— start Text provided —

Showing posts with label writing competitions. Show all posts
Showing posts with label writing competitions. Show all posts

What goes around

Not the prettiest image, unless you're a jobbing writer.
I've said in the past that I'm a big fan of short story competitions. You are usually presented with a theme, a word count and a deadline - and all for no more than a nominal entry fee (we can have that debate some other time).

Even if you don't win a prize, you've still come out on top because, if you've written something new, you'll have an original piece of work inspired by the comp requirements. Which means you have something else to add to your portfolio, sell on, use in a blog post, or rework into something different.

But, let's face facts for a moment, the big happy ending is becoming a prize winner. So allow me to share my joy at getting a 'olympic silver' in the Arc / Tomorrow Project fiction competition, for Perfect Circle.

My thanks to Intel, New Scientist. Reed Business Information and Simon Ings.

But mostly, my thanks to Write This Moment for bringing the competition to my attention. Another year's subscription that was money well spent!

— end Text provided —

## Task list
a - Transcribe the stretch of the blog post on short story competitions from "I've said in" through "some other time).".
b - Extend the blog post about winning a short story competition prize, picking up after its final sentence.

— start Data shown —

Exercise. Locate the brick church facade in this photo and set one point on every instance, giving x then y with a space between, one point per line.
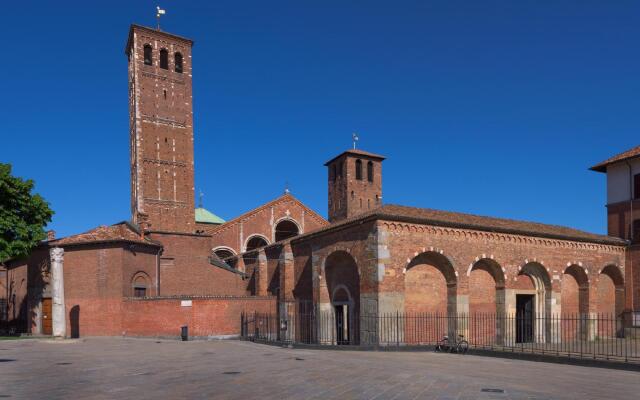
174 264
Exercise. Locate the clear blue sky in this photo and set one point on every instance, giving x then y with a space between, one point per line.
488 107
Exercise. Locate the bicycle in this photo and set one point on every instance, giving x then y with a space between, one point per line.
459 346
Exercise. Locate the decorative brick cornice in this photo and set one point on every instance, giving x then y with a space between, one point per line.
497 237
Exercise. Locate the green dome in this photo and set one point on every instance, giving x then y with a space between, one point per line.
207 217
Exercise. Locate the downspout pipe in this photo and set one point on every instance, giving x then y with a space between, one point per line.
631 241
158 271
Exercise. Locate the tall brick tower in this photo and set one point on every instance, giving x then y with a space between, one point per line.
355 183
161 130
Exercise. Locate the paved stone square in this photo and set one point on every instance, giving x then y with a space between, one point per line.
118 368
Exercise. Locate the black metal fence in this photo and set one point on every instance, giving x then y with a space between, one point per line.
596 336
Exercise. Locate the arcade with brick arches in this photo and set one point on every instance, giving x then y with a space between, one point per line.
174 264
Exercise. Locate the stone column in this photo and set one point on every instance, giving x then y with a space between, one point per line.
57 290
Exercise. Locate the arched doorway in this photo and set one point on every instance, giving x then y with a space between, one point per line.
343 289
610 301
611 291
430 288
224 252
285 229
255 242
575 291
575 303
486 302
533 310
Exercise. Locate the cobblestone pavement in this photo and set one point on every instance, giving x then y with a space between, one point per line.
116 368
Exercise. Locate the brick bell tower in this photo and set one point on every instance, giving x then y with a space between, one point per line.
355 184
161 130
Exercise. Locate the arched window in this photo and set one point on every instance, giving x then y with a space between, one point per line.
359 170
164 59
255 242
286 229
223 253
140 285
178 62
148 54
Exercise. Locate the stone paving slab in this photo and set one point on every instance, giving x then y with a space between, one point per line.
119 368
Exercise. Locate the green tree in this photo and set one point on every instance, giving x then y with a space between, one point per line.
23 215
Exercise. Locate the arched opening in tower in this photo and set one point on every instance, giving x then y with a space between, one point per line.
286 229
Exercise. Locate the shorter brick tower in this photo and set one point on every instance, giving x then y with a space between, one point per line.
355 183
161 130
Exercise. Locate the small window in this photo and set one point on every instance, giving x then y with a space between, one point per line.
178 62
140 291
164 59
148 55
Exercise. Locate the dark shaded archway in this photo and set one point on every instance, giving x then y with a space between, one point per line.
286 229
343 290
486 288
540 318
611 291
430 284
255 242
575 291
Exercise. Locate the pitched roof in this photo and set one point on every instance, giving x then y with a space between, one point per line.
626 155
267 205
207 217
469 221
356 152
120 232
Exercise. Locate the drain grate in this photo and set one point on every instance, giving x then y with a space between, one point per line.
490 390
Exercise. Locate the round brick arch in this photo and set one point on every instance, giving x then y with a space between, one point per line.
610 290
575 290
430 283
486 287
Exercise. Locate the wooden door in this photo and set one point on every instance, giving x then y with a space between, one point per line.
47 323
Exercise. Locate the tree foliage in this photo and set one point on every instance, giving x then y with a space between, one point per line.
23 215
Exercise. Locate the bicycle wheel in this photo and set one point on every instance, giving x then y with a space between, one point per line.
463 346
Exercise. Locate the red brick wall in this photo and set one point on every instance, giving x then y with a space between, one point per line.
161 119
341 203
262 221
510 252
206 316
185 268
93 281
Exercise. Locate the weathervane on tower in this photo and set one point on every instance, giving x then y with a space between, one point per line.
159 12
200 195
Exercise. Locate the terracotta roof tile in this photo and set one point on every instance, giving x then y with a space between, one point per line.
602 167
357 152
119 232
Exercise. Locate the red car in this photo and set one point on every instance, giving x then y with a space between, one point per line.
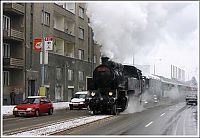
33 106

— end Data shown —

## Responses to the tasks
a -
I've said in the past that I'm a big fan of short story competitions. You are usually presented with a theme, a word count and a deadline - and all for no more than a nominal entry fee (we can have that debate some other time).

b -
Perfect Circle tells the tale of Billy Cloudsbury, who finds out he has a deceptively simple - and rare - talent. You can read the story here.

Now, some of you out there have been asking about my fantasy, Covenant, which is due for self-publication this month. It's still on the way in paperback and I'm also playing around with ebook formats. Expect an announcement in the next two or three weeks.

And then there's the tale of a hellish takeover, but that's another story altogether!


How low can you go?

Wordcount, that is. The 100 word One Tight Write competition, run by A Word with You Press, is going great guns. It's remarkable how much you can fit into such a small space, like the literary equivalent of the joke about fitting four elephants in a Mini.

I've written 50 and 60 word stories in the past, but the most celebrated short story is surely Ernest Hemingway's masterpiece: For sale: baby shoes. Never worn.

The Arvon Foundation ran its own six short words competition earlier this year and these were my entries (with thanks to fellow writer Susie, who is better at archiving my emails than I am):

One survives, one dies; now choose.

Last human, online; then instant message.

Congratulations! I blanch, knowing I'm impotent.

Good to see you again, Lucifer.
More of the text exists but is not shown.